(Data items)

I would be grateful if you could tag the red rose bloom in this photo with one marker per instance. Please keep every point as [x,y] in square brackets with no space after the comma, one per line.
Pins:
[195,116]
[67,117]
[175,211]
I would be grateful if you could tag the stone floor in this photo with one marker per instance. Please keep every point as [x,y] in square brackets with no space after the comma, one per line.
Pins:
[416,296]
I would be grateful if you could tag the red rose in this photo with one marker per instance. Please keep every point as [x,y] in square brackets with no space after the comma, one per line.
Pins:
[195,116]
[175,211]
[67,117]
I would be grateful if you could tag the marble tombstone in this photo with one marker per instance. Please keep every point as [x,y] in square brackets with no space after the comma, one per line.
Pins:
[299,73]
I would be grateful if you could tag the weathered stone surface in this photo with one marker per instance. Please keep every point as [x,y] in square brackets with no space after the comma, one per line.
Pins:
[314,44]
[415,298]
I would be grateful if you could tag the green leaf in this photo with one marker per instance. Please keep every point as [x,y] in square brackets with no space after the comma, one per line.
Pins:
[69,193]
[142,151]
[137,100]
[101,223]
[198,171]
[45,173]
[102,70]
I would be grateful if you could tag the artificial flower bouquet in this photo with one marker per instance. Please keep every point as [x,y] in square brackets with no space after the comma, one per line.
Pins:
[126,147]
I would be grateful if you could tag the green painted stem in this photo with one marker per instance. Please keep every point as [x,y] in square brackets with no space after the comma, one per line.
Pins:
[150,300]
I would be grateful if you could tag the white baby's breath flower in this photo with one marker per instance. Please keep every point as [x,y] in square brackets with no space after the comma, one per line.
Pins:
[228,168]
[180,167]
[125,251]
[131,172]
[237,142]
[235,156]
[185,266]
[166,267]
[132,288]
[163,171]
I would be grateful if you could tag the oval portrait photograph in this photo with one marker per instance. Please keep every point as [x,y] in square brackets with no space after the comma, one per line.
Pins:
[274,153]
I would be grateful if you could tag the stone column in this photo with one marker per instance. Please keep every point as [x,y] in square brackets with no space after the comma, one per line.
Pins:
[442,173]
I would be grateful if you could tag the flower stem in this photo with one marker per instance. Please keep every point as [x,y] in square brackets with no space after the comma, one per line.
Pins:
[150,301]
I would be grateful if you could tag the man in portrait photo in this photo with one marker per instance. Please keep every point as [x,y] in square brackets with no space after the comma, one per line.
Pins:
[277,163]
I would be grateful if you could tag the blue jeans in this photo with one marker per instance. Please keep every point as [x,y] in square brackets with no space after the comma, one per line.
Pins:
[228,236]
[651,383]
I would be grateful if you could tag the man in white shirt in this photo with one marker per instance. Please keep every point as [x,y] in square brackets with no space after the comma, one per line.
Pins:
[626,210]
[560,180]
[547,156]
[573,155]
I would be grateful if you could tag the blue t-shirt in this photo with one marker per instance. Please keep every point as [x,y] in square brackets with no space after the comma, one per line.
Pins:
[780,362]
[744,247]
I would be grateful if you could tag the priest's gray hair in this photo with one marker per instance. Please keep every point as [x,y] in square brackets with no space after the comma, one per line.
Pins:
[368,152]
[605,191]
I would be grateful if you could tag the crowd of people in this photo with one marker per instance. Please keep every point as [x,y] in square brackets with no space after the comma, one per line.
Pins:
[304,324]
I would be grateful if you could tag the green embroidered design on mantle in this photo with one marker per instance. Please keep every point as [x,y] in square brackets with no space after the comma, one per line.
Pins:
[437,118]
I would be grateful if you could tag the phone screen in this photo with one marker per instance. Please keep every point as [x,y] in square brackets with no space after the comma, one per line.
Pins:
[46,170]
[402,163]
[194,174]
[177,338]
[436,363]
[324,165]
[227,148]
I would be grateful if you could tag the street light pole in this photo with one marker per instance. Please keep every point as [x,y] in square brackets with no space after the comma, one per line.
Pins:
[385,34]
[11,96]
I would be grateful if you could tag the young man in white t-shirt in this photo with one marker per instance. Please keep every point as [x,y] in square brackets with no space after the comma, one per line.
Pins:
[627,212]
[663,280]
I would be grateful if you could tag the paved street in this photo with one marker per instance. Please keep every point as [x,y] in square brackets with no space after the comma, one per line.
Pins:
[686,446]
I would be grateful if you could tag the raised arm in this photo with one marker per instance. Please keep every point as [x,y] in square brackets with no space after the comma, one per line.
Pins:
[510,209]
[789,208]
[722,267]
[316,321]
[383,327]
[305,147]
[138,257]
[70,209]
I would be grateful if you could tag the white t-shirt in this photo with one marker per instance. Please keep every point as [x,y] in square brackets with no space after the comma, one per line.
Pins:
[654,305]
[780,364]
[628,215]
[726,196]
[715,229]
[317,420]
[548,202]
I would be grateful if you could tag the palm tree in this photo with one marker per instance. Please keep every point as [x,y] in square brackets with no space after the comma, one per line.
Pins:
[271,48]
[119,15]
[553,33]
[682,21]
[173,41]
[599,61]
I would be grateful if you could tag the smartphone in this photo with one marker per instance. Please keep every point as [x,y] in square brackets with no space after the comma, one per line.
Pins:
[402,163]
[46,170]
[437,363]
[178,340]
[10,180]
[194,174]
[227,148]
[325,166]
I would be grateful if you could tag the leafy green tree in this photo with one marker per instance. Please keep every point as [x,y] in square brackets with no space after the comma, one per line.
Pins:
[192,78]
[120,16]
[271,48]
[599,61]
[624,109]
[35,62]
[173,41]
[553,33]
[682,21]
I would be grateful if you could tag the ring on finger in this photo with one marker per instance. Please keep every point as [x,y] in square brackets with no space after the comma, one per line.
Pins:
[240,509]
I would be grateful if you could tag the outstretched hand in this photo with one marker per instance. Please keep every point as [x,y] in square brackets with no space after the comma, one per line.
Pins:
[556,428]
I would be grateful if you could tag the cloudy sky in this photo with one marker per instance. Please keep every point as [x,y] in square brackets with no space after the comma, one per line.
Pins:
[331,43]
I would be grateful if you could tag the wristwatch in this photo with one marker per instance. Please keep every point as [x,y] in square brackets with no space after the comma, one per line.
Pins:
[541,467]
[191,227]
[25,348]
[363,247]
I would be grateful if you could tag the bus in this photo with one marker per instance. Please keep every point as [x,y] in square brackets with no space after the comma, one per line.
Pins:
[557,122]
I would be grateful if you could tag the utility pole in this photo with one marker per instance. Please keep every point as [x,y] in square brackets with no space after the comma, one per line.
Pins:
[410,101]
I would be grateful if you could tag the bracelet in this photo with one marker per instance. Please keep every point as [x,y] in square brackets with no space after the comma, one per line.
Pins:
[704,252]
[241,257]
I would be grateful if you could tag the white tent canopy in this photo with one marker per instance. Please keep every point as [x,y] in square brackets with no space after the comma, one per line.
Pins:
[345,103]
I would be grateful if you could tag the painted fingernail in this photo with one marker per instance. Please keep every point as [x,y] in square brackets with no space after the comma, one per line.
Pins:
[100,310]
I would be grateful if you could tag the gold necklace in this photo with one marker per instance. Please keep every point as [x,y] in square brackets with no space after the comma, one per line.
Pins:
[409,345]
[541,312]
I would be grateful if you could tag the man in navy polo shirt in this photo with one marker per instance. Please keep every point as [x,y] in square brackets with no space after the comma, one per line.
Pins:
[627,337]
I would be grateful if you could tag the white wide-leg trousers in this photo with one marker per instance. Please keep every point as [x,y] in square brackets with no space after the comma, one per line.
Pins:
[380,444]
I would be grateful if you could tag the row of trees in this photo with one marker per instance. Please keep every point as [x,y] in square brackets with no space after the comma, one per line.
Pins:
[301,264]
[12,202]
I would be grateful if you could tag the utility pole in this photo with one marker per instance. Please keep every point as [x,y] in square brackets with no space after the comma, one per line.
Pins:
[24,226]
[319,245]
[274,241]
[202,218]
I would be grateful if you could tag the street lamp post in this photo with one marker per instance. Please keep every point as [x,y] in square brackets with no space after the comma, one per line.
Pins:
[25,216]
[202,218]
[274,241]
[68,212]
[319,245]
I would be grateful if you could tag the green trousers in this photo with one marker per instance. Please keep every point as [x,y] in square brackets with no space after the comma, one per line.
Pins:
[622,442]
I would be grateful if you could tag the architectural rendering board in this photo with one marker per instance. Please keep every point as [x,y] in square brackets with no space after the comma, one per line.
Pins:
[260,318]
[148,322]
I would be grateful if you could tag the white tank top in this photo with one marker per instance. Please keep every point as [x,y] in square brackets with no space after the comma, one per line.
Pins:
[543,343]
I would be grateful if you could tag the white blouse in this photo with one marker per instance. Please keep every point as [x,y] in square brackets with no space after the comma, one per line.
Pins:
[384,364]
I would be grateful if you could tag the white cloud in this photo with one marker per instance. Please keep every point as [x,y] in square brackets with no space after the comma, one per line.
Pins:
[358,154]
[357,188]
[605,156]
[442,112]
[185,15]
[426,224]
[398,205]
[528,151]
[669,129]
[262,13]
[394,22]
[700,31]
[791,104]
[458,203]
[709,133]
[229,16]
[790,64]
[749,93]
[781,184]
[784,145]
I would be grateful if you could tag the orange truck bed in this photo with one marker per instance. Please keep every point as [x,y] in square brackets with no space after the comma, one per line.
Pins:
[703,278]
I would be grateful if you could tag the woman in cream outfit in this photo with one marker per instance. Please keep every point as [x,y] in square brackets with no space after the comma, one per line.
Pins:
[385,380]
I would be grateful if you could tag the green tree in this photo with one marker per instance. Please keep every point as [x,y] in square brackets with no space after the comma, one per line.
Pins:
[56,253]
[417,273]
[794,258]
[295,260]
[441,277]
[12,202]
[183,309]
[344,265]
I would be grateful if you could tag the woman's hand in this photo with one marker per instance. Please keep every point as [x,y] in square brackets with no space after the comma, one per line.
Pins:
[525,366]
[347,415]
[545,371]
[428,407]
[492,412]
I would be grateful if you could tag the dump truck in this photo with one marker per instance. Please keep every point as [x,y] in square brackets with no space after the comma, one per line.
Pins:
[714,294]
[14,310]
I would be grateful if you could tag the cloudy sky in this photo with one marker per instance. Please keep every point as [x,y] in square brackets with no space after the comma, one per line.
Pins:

* **Task directions**
If a line in the records contains "truck", report it.

* **Exercise response**
I would be grateful if you could tag the orange truck bed in this photo with one marker per instance. Please keep every point as [x,y] in square brackets with no space after the comma, one per line.
I would be grateful if you could tag the dump truck in this photo with one marker per instance. Please keep every point as [x,y] in square brackets with no space after the comma, one per line.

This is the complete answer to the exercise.